# Краткая задача:
Выпишите весь приведенный ниже материал без каких-либо изменений, опустив изображения.
--- Исходные данные ---
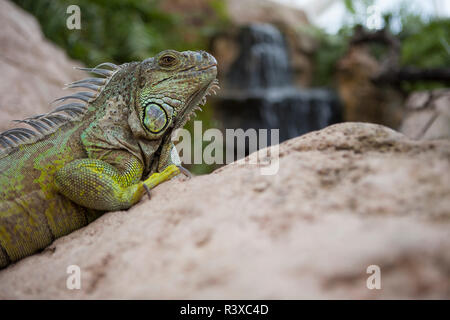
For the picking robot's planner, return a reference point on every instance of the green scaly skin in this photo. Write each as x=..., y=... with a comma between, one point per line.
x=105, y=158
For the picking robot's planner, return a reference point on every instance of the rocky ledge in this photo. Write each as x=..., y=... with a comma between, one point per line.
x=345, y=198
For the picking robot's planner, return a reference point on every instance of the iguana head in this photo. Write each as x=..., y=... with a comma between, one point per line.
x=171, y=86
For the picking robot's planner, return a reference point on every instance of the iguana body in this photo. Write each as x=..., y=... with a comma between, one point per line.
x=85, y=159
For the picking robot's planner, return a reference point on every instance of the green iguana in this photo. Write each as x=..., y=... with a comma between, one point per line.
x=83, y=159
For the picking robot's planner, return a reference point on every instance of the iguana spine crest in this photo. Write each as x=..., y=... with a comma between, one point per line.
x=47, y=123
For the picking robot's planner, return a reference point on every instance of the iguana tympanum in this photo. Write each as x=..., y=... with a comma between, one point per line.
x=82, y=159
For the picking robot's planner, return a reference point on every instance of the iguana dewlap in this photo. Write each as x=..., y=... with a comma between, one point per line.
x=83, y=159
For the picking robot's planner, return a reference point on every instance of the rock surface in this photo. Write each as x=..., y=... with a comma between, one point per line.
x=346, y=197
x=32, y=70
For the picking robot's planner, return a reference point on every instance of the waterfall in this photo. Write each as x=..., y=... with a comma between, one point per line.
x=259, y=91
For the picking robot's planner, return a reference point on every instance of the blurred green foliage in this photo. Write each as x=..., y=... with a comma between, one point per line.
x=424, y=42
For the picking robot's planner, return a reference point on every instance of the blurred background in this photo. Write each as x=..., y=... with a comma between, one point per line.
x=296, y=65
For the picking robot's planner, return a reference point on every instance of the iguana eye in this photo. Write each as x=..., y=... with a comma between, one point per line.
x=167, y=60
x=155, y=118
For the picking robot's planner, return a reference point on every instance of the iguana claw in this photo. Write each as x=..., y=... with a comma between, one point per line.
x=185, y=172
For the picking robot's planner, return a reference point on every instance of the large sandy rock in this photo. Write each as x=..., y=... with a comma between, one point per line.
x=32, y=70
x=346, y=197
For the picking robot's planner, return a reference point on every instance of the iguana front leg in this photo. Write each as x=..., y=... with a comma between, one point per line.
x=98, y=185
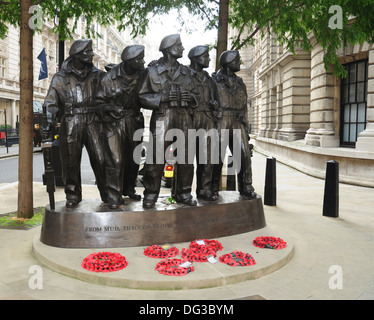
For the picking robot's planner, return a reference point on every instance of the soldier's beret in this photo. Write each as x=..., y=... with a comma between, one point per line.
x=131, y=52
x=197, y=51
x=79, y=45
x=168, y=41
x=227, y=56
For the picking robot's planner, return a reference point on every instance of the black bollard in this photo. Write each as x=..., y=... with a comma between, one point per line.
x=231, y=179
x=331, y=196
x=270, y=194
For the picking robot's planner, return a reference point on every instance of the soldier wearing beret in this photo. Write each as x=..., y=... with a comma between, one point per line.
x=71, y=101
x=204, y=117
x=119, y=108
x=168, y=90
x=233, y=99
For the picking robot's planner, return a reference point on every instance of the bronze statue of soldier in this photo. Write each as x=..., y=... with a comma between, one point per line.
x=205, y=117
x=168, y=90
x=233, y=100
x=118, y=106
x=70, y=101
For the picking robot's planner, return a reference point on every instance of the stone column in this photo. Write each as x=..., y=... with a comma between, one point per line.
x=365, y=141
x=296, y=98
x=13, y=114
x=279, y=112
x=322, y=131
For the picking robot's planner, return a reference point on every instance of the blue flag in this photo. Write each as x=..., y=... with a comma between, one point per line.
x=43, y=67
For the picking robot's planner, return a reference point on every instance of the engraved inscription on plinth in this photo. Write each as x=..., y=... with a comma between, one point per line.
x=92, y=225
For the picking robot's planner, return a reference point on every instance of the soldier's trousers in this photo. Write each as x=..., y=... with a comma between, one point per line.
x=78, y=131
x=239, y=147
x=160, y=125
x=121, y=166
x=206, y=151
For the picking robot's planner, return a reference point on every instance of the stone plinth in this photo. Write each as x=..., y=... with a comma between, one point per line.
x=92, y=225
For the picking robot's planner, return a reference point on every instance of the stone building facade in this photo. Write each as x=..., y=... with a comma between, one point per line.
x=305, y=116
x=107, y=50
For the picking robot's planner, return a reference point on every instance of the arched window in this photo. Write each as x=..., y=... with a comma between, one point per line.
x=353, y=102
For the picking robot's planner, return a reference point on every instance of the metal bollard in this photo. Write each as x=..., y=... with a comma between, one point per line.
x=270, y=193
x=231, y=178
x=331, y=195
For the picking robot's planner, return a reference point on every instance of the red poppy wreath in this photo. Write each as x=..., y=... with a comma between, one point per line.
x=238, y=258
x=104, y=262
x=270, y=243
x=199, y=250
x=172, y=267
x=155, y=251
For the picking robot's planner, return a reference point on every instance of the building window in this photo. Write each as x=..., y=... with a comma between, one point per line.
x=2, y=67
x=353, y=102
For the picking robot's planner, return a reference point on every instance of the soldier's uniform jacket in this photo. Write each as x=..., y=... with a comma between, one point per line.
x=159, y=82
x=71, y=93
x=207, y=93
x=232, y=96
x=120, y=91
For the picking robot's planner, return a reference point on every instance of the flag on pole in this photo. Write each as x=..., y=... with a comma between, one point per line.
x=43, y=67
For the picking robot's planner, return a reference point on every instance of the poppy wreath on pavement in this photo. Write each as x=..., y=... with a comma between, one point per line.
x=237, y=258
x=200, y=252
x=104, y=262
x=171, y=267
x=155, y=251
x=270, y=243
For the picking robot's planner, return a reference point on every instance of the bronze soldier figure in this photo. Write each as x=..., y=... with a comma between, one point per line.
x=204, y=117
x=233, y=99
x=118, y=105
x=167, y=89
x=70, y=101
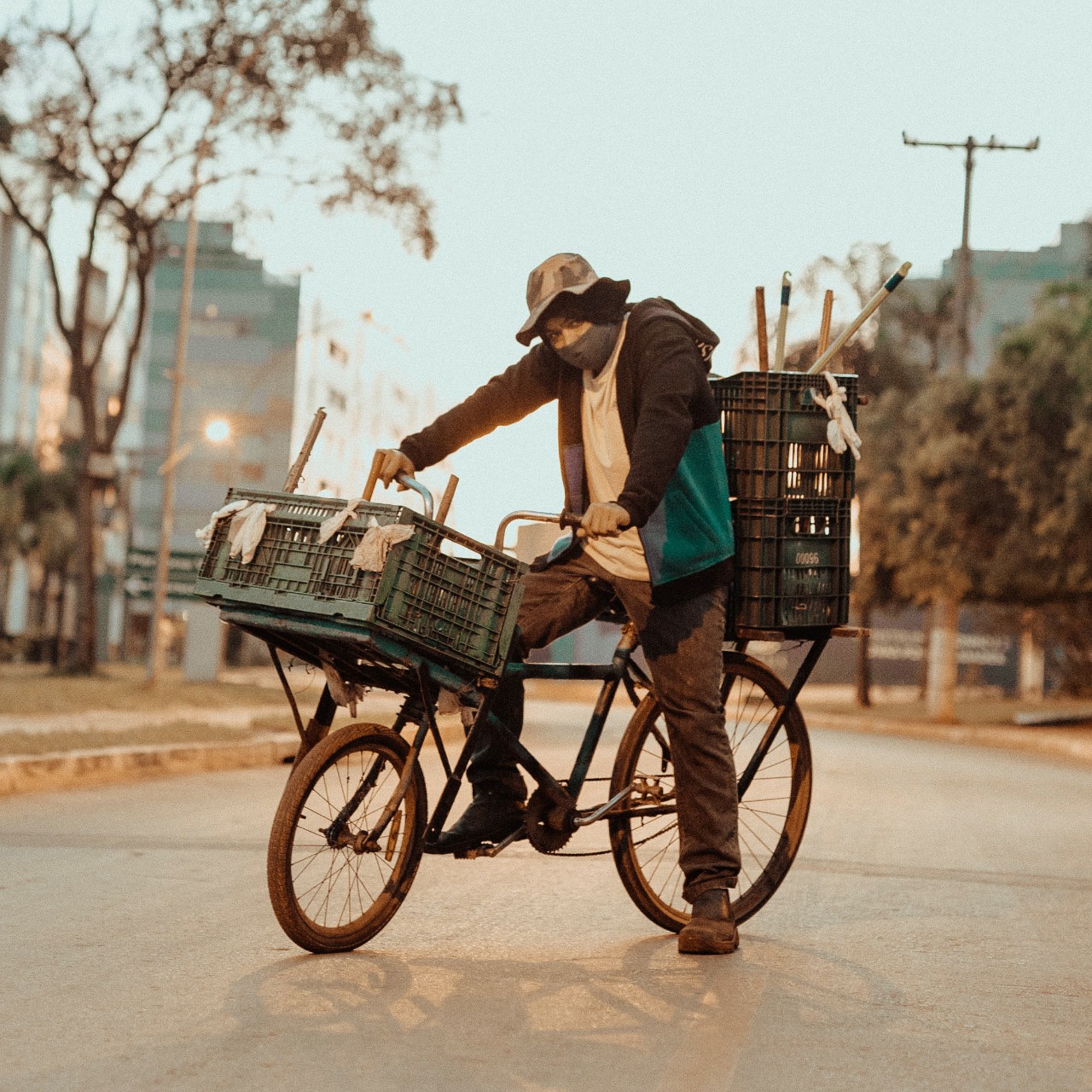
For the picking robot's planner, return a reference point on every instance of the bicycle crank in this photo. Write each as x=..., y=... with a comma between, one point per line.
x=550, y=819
---
# Решение упражнения:
For the picking robot's planner, return a reference point on every instance of the green scaly skin in this photo. Write each as x=..., y=... with a comma between, one point per line.
x=105, y=158
For the picking robot's planner, return a reference point on every instance of the rocky ledge in this photo. Write each as x=..., y=... with a comma between, one point per line.
x=345, y=198
For the picking robot's planner, return a reference point on every instance of the iguana head in this photo. Write each as x=..., y=... with a comma between, one point per line.
x=171, y=86
For the picking robot's planner, return a reference point on every instance of the iguana body in this photo. Write each as x=..., y=... with a comma between, one point per line.
x=85, y=159
For the picking robot's planner, return a reference point on every instance of the green iguana in this photo. Write each as x=..., y=... with a comma between, one point per line.
x=83, y=159
For the picking robot's planner, return a reference point on every instance of the iguana spine crest in this photo. Write each as x=..., y=... with a comma between, one point per line.
x=47, y=123
For the picking robot's planner, return a reference point on every instance of the iguana tympanum in this photo. Write each as x=..., y=... with a comma between, one point per line.
x=82, y=159
For the picking robot's planner, return a reference point on every instance of the iguana dewlap in this photo. Write each as x=..., y=... with a comma between, one point per line.
x=83, y=159
For the picking robot's planner, return a reference point on every instance of the rock surface in this photo. Write each as x=..., y=... with a comma between, one point per line.
x=346, y=197
x=32, y=70
For the picking robot's planner, return a reference point on every instance of the waterfall in this photo. Write each as x=..., y=... with a comma between, one point per line.
x=259, y=91
For the picking robot's planner, return a reference point on every instance of the blurred green foliage in this photo. Write each as x=..., y=... with a comma between, one point per line.
x=424, y=42
For the picking robot's planner, return a reference point on every instance of the blurred background in this photo. Write each as x=..., y=... with a comma between, one point per line.
x=296, y=65
For the picking robot's planner, return a reference point on every instance of the iguana eye in this photo. Write each as x=..., y=... with a comma between, one point per line.
x=167, y=60
x=155, y=118
For the picking robot's planner, return a reference point on every instance of the iguana claw in this photo. Write each as x=..., y=... with a comma between, one point per line.
x=185, y=172
For the picking robot's planner, return a reference point on every instance of the large sandy rock in this photo. Write each as x=..., y=... with a comma between, one point per line.
x=32, y=70
x=346, y=197
For the picking robot's planner, return a reference point on every instance of the iguana front leg in this photo. Write each as x=..., y=... with a comma between, one point per line.
x=98, y=185
For the picking robot's planner, return a reference point on every instance of the soldier's beret in this photo. Write each as x=..., y=... with a comma between, one point per line.
x=131, y=52
x=197, y=51
x=79, y=45
x=168, y=41
x=227, y=56
For the picking robot's planner, return a reference point on every instance of the black bollard in this photo. Write each as x=..., y=... with a comma between, one point per line.
x=231, y=179
x=331, y=196
x=270, y=194
For the picking robot's planner, return a reference point on every instance of the soldier wearing beret in this photo. Write each as x=..., y=... with a comma between, one point per line.
x=71, y=101
x=204, y=117
x=119, y=108
x=168, y=90
x=233, y=99
For the picking robot's planner, return a reference point on every instance of the bronze statue of soldier in this photo. Write each as x=..., y=... with a comma between, one point per line.
x=205, y=117
x=168, y=90
x=233, y=100
x=118, y=106
x=70, y=101
For the picking robot's planner, return a reference point on every instance of the stone column in this photo. Write each as x=..., y=... with a comma between, one point per line.
x=365, y=141
x=296, y=98
x=13, y=114
x=279, y=112
x=322, y=131
For the picking robot's planner, return a reference point on every instance of the blue flag in this photo. Write each as x=..., y=... with a comma between, one point per line.
x=43, y=67
For the picking robot's planner, return a reference point on every instance of the engraved inscription on plinth in this photo. Write each as x=..., y=... with a comma between, one point per line.
x=92, y=225
For the picking robot's planner, return a reference point on every instance of the soldier's trousers in this photo. Write each as x=..., y=... with a comma between, one point per line.
x=78, y=131
x=239, y=147
x=160, y=125
x=121, y=166
x=206, y=151
For the picking robot's planner, return a reference point on every instance of the stone plinth in this photo. Write each as x=..., y=... with a comma between, one point per line.
x=92, y=225
For the picking robot's planner, return a reference point on every instance of the stone building facade in this photo. Write each as x=..., y=... with a comma between, one point per line.
x=305, y=116
x=107, y=50
For the picking robot's planner, return a reference point on every instance of the arched window in this photo. Write each as x=..., y=... with a comma between, one point per line.
x=353, y=102
For the picking robot's planner, return a reference point on every instance of the metal bollard in this photo. Write each as x=..., y=... with a comma between, one point per line.
x=270, y=193
x=231, y=178
x=331, y=195
For the picking robot's planner, return a reference point on every instance of the red poppy wreath in this photo. Write each as x=..., y=... with a comma between, one point per line.
x=238, y=258
x=104, y=262
x=270, y=243
x=199, y=250
x=172, y=267
x=155, y=251
For the picking robot's planner, return a reference point on every instance of the building window in this photo. Write each as x=..., y=... with a comma between, one point per line.
x=2, y=67
x=353, y=102
For the picking robot's planner, return a reference point on every instance of the soldier's uniform jacket in this photo. Write each as x=..., y=... with a comma between, one point per line.
x=159, y=82
x=71, y=93
x=207, y=93
x=232, y=96
x=120, y=91
For the picking robot's planner, return a reference point on every instance of the flag on pole in this photo. Write each as x=..., y=... with a comma between, one point per line.
x=43, y=67
For the picking robot's planner, return a reference point on every instance of the poppy wreath on pavement in this photo. Write each as x=..., y=... with a comma between, one point per line.
x=237, y=258
x=200, y=252
x=104, y=262
x=171, y=267
x=155, y=251
x=270, y=243
For the picking robot's planner, return a reference point on every instance of the bronze soldier figure in this photo. Write each as x=..., y=... with a comma between, one point per line.
x=204, y=117
x=233, y=99
x=118, y=105
x=167, y=89
x=70, y=101
For the picking robot's planner, return a reference point on every instance of the bicycle crank in this photo. Write each as x=..., y=... with a comma between, one point per line.
x=550, y=819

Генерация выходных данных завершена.